**WHAT THE TASK ASKS**
Please rewrite the part of the material below that opens with the line containing "Query: white ceiling" and closes with the line containing "[[[137,91],[169,93],[176,89],[176,51],[137,57]]]" as a numbered list, including both of those lines and leaving out blank lines.

--- Begin RAW RECORDS ---

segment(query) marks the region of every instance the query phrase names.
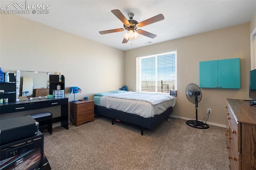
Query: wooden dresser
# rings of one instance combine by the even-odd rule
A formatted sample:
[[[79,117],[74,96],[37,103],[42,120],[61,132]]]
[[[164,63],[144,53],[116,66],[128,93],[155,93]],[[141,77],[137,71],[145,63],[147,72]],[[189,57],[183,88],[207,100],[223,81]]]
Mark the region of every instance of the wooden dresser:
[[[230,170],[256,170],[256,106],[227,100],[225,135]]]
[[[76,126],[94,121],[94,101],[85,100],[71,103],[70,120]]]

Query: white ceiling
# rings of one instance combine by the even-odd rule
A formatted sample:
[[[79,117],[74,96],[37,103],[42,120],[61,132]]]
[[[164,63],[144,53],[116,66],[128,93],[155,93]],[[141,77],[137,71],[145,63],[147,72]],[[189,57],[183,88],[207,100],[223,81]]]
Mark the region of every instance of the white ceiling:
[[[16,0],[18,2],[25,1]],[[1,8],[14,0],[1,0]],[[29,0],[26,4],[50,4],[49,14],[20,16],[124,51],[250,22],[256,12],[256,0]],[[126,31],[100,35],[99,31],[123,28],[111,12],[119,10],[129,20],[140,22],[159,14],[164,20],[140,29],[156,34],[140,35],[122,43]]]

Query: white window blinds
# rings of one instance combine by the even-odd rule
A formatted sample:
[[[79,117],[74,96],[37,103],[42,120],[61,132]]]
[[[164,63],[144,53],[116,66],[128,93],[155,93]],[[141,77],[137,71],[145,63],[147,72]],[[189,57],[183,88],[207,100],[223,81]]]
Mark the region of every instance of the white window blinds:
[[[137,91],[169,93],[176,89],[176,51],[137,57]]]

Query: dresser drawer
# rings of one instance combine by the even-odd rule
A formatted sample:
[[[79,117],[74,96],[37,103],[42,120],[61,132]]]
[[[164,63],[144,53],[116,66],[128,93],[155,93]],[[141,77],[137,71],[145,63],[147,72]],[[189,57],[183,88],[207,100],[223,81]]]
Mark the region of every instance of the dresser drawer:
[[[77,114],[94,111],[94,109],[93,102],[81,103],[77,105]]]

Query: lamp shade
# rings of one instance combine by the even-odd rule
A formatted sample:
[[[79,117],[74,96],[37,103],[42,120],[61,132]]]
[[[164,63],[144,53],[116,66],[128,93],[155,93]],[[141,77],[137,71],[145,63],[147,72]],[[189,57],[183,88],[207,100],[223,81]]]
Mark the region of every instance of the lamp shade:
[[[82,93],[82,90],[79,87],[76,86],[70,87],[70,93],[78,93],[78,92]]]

--- End RAW RECORDS ---
--- Begin RAW RECORDS ---

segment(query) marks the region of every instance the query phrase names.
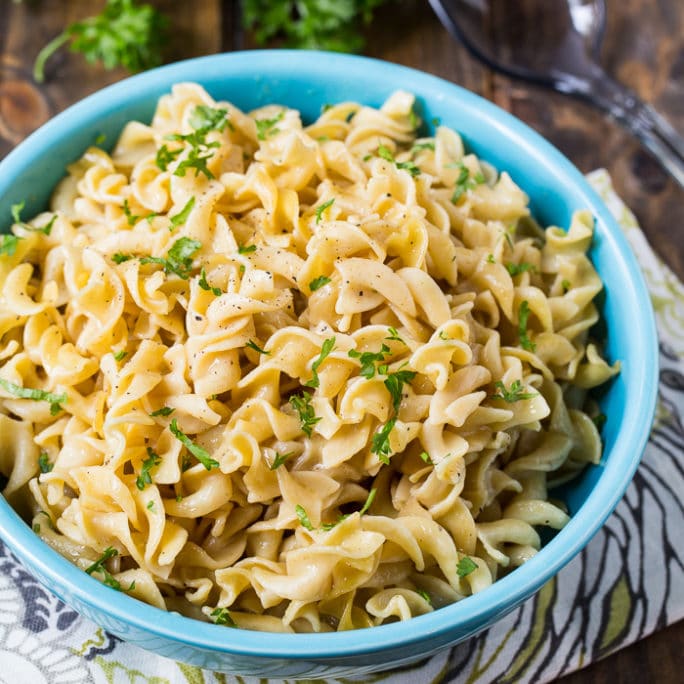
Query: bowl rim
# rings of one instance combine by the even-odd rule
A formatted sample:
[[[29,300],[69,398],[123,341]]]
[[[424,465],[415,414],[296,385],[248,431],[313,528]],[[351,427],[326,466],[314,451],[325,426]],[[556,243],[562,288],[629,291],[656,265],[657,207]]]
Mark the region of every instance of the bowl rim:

--- End RAW RECORDS ---

**THE OUTPUT**
1. Query: white ceiling
2. # rings of one instance combine by the even-odd rule
3. A formatted sample:
4. [[[79,117],[74,96],[37,103],[42,120],[61,132]]]
5. [[[164,63],[144,53],[116,66],[128,93],[155,93]],[[141,77],[137,71],[145,63],[147,72]],[[189,57],[183,88],[207,100],[223,81]]]
6. Mark the region of every instance of the white ceiling:
7. [[[16,0],[18,2],[25,1]],[[1,8],[14,0],[1,0]],[[29,0],[26,4],[50,4],[49,14],[20,16],[124,51],[250,22],[256,12],[256,0]],[[126,31],[100,35],[99,31],[123,28],[111,12],[119,10],[129,20],[140,22],[159,14],[164,20],[140,29],[156,34],[140,35],[122,43]]]
8. Query: white window blinds
9. # rings of one instance combine by the even-odd rule
10. A formatted sample:
11. [[[79,117],[74,96],[37,103],[42,120],[61,132]]]
12. [[[164,63],[144,53],[116,66],[128,93],[155,93]],[[141,77],[137,71],[145,63],[147,72]],[[189,57],[183,88],[207,100],[223,81]]]
13. Mark the region of every instance of the white window blinds:
14. [[[137,91],[169,93],[176,89],[176,51],[137,57]]]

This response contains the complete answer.